** START OF Available data **

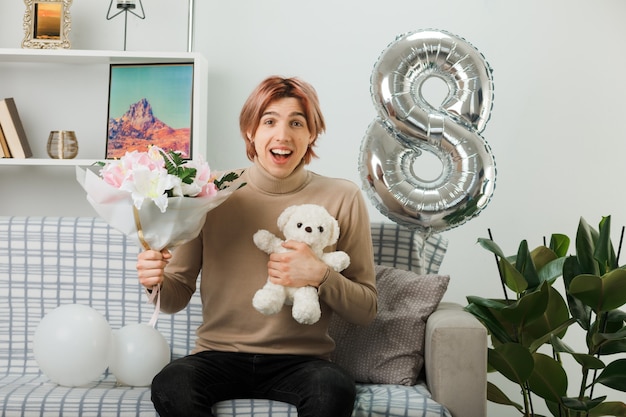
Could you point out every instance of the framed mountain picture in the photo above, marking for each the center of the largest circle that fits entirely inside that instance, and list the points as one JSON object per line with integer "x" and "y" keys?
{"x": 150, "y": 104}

** END OF Available data **
** START OF Available data **

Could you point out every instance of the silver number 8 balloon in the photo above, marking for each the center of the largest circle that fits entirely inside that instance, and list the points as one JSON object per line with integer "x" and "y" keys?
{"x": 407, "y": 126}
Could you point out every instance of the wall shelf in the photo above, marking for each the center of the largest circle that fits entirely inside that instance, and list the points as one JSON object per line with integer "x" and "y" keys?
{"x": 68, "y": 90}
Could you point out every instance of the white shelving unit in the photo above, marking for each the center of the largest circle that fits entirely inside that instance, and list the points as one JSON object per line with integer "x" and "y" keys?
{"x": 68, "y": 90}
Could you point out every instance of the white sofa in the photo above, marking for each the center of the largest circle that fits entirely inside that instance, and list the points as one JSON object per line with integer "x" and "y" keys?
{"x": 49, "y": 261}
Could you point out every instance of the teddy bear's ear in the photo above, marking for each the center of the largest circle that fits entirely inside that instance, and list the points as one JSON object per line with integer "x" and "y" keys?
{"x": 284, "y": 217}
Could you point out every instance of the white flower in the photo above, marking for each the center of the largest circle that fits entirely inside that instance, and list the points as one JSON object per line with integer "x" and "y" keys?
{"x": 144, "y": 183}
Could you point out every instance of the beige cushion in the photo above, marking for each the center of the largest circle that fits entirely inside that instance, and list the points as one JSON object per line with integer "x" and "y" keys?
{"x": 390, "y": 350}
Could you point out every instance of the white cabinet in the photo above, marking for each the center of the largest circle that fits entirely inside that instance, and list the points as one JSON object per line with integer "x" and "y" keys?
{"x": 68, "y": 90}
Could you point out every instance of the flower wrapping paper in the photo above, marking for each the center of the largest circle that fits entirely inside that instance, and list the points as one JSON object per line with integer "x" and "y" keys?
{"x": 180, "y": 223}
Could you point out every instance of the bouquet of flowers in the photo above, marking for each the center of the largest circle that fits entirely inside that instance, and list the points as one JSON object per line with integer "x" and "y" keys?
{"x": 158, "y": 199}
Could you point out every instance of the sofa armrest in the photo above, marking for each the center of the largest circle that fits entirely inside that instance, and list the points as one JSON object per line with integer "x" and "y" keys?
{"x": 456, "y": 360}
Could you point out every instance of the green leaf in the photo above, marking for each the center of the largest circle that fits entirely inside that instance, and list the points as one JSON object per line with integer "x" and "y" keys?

** END OF Available data **

# Required work
Put the lines above into a numbered list, starting with the line that contains "Could you point out every instance of the white flower" and continuing through the line that contains "Could you point out every instance of the green", and leave out any blank lines.

# Solution to the problem
1. Could you point out every instance of the white flower in the photo above, marking for each the center of the largest circle that fits entirely inside that instance, and list the points as one JSON object per line with integer "x" and "y" keys?
2. {"x": 144, "y": 183}
3. Could you point out every instance of the beige cushion in the photo above, marking for each the center of the largest circle that fits entirely inside that instance, and list the points as one JSON object per line with integer "x" and "y" keys?
4. {"x": 390, "y": 350}
5. Could you point out every instance of the white cabinet in the photo above, marking for each the center of the largest circle that fits entirely inside that instance, and list the points as one JSON object per line with integer "x" and "y" keys?
6. {"x": 68, "y": 90}
7. Could you point out every instance of the flower wrapping paper in the photo above, marking for each the center of the largest circle that fits entirely inside that instance, and list the points as one JSON object per line with integer "x" and "y" keys?
8. {"x": 180, "y": 223}
9. Could you point out every instance of the bouquet of flowers in the photo above, marking for each the center of the largest circle that fits entirely inside that instance, and list the points as one JSON object per line with integer "x" and "y" keys?
10. {"x": 158, "y": 199}
11. Could you point out every instance of the sofa armrest in the photo above, marking for each the center of the largest circle that fits entirely inside that instance, and list the points as one JSON object per line with integer "x" and "y" keys?
12. {"x": 456, "y": 360}
13. Could you point out every instance of the green leaf in the photo above, marking for each the center of the largest circle that fits entirely inside that instance, and list the points as one JSON object per line with integer "x" and "y" keys?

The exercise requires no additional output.